BEGIN EXERCISE MATERIALS

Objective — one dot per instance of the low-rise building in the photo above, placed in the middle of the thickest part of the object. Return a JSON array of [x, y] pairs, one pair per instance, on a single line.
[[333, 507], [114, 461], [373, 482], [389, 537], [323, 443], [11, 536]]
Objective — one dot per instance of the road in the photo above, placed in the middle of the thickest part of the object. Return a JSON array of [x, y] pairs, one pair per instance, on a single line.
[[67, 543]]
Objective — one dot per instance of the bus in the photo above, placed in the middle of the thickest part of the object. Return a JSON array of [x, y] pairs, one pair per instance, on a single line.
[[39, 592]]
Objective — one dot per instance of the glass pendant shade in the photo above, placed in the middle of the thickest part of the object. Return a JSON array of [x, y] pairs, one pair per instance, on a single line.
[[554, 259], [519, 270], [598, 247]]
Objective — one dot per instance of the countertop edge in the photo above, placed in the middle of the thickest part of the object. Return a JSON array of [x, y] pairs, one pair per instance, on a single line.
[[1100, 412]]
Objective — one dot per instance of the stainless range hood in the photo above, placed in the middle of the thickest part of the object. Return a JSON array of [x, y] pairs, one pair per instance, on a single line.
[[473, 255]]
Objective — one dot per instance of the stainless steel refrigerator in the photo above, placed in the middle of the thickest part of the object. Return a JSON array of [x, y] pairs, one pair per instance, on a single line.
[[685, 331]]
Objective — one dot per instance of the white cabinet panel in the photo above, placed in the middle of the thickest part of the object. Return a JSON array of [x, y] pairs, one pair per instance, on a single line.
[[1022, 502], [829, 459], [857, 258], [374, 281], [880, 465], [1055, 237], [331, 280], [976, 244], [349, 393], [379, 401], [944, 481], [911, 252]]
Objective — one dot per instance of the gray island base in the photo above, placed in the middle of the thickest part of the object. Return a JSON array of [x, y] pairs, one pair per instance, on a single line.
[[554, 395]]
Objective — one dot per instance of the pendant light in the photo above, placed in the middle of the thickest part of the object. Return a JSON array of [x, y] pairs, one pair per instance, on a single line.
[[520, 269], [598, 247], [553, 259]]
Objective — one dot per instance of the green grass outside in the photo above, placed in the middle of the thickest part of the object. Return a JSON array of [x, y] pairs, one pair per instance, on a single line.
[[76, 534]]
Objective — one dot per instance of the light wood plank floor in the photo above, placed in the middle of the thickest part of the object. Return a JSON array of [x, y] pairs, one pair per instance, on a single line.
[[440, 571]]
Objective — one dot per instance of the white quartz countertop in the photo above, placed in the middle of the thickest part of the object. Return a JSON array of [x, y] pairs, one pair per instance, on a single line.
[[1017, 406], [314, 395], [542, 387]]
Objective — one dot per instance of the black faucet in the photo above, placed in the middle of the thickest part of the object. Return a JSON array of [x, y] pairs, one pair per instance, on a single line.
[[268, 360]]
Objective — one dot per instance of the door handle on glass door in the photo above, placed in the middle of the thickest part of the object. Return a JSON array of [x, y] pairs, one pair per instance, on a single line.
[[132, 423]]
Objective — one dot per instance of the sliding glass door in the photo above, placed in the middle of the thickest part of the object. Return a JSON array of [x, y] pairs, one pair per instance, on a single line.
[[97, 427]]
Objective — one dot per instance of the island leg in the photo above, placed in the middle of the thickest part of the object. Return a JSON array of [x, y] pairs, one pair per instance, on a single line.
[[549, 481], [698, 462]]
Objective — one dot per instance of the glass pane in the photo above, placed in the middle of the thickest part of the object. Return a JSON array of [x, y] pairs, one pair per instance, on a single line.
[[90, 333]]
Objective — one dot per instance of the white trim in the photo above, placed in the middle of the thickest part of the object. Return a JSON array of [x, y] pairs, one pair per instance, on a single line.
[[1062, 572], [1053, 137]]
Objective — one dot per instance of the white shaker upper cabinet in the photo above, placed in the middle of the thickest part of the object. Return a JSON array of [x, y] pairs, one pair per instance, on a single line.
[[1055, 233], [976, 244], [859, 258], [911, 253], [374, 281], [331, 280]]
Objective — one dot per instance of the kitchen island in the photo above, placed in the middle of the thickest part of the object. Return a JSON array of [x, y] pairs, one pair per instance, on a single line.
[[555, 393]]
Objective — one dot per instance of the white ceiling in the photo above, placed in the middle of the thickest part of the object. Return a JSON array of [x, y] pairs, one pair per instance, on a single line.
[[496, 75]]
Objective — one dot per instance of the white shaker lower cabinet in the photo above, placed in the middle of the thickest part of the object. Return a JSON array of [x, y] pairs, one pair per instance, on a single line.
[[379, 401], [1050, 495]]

END EXERCISE MATERIALS

* _REQUIREMENTS_:
Return each entry from the material above exactly as it appears.

* _CORRECT ANSWER_:
Objective — one dot per instance of the low-rise building in the photo above, placed in the middle of the thickest part of the object. Return a JSON array of [x, y] pairs, one pair per instance, on a single line.
[[333, 507], [114, 461], [373, 482], [389, 537], [323, 443], [11, 536]]
Objective — one dot per instance of the road in the photo above, placed in the middle of the thickest part of the object. Return a JSON array of [x, y] pairs, one pair per instance, on a single line.
[[67, 543]]
Objective — one dot per instance of the bus in the photo above, placed in the middle of the thickest part of the object. Return a JSON array of [x, y] pairs, one pair per instance, on a single line.
[[39, 592]]
Objective — one dot per instance of the glass pendant shade in the photo above, placed in the middle of the thickest part of the object. Return a JSON array of [x, y] pairs, one pair per instance, on a single line.
[[554, 259], [519, 270], [598, 247]]
Objective — one dot per instance of the countertop edge in the photo above, placed in the middle of the thickest part of the object. Return a JSON array of [x, y] pairs, one pair per instance, on a single line.
[[1100, 412]]
Objective — one dot per instance of the stainless range hood in the photo above, placed in the middle of the thickest part of the object. Return a JSON array of [x, y] pairs, one pair per instance, on a single line.
[[473, 255]]
Objective — one dot per instance of the stainless steel refrigerator in the photo above, placed in the middle of the thickest part of the object. Return a JSON array of [x, y] pairs, one pair per instance, on a single line.
[[685, 331]]
Objective — one dot per instance of the white cabinet panel in the photo above, placed in the middle of the thickest part of the object. Return a JSON array of [x, y] pairs, one pair per instance, on a single line.
[[1022, 502], [829, 459], [857, 258], [374, 281], [880, 465], [1055, 237], [331, 280], [976, 244], [349, 393], [379, 401], [944, 481], [911, 252]]
Objective — one dot per instance of the gray island base in the photo above, placed in the middle of the thickest part of the object. Return a JSON array of [x, y] pairs, one pair per instance, on a single line.
[[554, 395]]
Objective — one dot per instance of the pendant light in the photo above, placed in the middle of the thickest part of the object. Return a JSON array of [x, y] pairs, one pair per instance, on a single line.
[[520, 269], [598, 247], [553, 259]]
Objective — one dot per instance of the green grass outside in the photo above, placed in the middle of the thickest part of the object. Return a JSON array of [x, y] pairs, one pair per instance, on a single line.
[[76, 534]]
Objective — one dot per instance of the light wood plank floor in the photo above, placed in the middle of the thickest part of the object. Return a JSON array of [x, y] pairs, one pair per instance, on a single line.
[[440, 571]]
Objective — one dot per instance of the white quartz countertop in the photo above, placed in the middle of the thickest part of the object. Return a JSON array of [x, y] pairs, one pair per instance, on a single line.
[[1017, 406], [314, 395], [542, 387]]
Objective — one dot per instance of the black faucet in the photo above, placed in the middle of the thickest part of the object. Return a JSON array of [x, y] pairs, one pair per instance, on a single line.
[[268, 360]]
Objective — one dot per instance of the door handle on glass door in the photo above, placed in the middle of the thickest part of the object. Return a JSON array of [x, y] pairs, one pair per instance, on a single line.
[[132, 423]]
Objective — one dot per instance of the sliding glass door in the photo above, placed in the middle of the thickest part of the object. Return a JSON array of [x, y] pairs, one pair per instance, on a single line.
[[97, 427]]
Objective — one dot per instance of the island leg in the photo above, placed in the middle of the thickest part of the object. Return a JSON array of [x, y] pairs, one pair per instance, on a single line.
[[549, 481], [698, 462]]
Objective — one dot per instance of the glass pane in the photo above, placed in the middle of the thickest part of the object. Return a JSON array of [x, y] pairs, one pair per instance, on a single line.
[[90, 333]]
Objective — one dot per instance of the white trim in the photo above, placed in the middle of the thickest part of the object. Return a JSON array of [x, y] pairs, one pair per instance, on a single line.
[[1062, 572], [1053, 137]]
Objective — one dot per instance of the white shaker upper cabinet in the photo above, placed in the middle of the thickest part of the object. Return a JSON array of [x, y] pairs, one pair per instance, on a single line.
[[1055, 233], [976, 244], [859, 258], [911, 253], [374, 281], [331, 280]]
Objective — one dot per instance of the kitchen island in the photo above, placed in the middle of the thickest part of the object. Return a JSON array of [x, y] pairs, one pair per instance, on a single line.
[[555, 393]]
Objective — one dot per instance of the white ceiling in the photo above, placed in the middle of the thickest part of the object. Return a JSON array of [x, y] pairs, one pair per instance, on a single line.
[[496, 75]]
Objective — one dot per instance of the white shaker lower cabinet in the photo above, placed in the middle of the thickest part of the object. Return a JSON array of [x, y] pairs, one pair per instance, on a single line.
[[379, 401], [1050, 495]]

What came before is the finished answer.